I was trying to get all the links from the inspect element code of this website with the following code.
import requests
from bs4 import BeautifulSoup
url = 'https://chromedriver.storage.googleapis.com/index.html?path=97.0.4692.71/'
r = requests.get(url)
soup = BeautifulSoup(r.text, 'html.parser')
for link in soup.find_all('a'):
print(link)
However, I got no links. Then, I checked what soup was by printing it, and I compared it to the code I got after inspecting element and viewing page source on the actual website. The code returned by print(source) matched that which showed up when I clicked view page source, but it did not match the code that showed up when I clicked inspect element. Firstly, how do I get the inspect element code instead of the page source code? Secondly, why are the two different?
..............................
> [EXERCISE SET]:
a) Translate this sentence from the post about scraping links into Spanish: "The code returned by print(source) matched that which showed up when I clicked view page source, but it did not match the code that showed up when I clicked inspect element."
b) Print the post about scraping links word for word, between "I was trying" and "r = requests.get(url)", inclusive.
The records have nothing to do with the post about scraping links.
..............................
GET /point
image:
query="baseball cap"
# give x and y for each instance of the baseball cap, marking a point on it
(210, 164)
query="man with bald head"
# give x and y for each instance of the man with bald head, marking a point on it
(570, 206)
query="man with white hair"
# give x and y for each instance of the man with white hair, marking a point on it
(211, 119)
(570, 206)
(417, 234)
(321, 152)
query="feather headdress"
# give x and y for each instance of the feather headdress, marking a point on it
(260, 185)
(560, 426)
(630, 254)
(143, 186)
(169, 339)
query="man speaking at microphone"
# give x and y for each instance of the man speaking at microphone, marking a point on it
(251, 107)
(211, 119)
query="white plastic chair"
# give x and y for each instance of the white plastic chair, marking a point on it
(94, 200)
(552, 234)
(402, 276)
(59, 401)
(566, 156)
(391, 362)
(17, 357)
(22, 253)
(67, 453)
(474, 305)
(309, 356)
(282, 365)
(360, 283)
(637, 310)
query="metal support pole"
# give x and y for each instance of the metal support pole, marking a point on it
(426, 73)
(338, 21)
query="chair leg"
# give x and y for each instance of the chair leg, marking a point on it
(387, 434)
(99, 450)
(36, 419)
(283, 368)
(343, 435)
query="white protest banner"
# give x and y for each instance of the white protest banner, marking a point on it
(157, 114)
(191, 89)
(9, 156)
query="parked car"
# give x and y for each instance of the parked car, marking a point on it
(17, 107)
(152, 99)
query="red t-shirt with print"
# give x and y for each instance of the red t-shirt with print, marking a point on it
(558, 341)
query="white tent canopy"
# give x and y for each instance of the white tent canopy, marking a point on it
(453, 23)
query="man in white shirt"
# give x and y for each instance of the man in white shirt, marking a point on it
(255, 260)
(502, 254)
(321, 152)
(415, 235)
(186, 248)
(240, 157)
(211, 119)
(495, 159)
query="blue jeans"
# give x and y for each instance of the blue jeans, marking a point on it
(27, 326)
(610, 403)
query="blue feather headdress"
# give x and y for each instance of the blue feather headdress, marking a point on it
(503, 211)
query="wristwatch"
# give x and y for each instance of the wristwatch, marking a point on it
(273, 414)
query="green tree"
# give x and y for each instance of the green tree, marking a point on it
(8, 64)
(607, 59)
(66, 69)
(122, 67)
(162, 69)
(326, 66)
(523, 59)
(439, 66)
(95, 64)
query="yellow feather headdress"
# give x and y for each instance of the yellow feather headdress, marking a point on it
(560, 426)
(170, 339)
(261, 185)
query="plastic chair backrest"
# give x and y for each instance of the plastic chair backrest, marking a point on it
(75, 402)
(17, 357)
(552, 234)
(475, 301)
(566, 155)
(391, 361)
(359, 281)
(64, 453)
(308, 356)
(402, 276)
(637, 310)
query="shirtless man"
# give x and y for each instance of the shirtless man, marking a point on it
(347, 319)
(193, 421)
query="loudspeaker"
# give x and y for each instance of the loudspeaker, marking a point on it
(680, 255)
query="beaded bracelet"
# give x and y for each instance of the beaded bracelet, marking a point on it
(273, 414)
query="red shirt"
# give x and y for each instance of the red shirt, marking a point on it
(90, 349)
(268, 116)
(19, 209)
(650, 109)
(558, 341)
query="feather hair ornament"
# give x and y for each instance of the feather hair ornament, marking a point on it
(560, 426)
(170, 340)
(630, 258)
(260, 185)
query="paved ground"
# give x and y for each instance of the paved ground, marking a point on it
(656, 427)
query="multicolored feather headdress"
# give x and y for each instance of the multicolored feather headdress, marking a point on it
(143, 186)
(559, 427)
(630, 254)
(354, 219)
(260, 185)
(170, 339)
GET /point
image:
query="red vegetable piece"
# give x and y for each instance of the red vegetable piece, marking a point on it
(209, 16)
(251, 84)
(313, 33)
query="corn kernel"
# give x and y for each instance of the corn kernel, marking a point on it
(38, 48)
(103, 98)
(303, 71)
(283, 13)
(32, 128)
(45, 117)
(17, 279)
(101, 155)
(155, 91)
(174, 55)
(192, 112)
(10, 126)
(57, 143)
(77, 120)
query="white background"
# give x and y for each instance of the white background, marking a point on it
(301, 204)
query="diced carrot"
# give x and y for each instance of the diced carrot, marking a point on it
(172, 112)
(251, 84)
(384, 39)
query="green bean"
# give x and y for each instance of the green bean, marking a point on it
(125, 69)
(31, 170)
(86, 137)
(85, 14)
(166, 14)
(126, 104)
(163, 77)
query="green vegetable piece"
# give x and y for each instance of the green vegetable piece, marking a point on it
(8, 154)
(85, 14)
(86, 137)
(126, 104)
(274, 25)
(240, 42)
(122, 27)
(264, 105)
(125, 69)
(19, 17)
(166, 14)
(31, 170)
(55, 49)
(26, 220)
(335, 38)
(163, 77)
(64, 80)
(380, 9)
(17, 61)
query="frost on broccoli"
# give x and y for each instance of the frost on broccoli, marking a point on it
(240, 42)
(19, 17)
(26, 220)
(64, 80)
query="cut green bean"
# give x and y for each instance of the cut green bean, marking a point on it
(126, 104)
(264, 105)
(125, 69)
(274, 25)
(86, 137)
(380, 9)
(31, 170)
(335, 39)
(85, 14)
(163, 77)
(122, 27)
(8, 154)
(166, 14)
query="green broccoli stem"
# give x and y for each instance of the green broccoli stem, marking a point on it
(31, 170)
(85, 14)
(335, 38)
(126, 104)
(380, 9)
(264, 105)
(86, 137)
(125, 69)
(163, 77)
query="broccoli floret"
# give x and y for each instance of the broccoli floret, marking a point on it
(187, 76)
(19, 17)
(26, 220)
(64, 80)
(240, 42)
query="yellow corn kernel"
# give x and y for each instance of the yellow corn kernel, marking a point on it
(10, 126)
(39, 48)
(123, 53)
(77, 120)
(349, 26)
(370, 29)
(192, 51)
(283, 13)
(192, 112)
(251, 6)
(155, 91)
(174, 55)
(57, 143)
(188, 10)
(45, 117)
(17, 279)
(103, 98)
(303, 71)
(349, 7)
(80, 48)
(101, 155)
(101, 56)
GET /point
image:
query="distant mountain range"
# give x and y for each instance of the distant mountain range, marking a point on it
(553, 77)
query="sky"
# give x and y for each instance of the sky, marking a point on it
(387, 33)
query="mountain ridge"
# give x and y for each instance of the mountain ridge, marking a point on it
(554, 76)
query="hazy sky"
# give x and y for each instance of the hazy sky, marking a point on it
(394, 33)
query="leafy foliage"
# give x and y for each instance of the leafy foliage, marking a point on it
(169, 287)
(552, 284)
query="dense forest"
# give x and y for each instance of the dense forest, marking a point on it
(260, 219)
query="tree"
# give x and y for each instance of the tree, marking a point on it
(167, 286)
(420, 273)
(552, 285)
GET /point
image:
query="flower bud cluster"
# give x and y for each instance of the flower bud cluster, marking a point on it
..............................
> [WRITTEN ANSWERS]:
a) El código devuelto por print(source) coincidía con el que aparecía cuando hacía clic en ver código fuente de la página, pero no coincidía con el código que aparecía cuando hacía clic en inspeccionar elemento.

b)
I was trying to get all the links from the inspect element code of this website with the following code.
import requests
from bs4 import BeautifulSoup
url = 'https://chromedriver.storage.googleapis.com/index.html?path=97.0.4692.71/'
r = requests.get(url)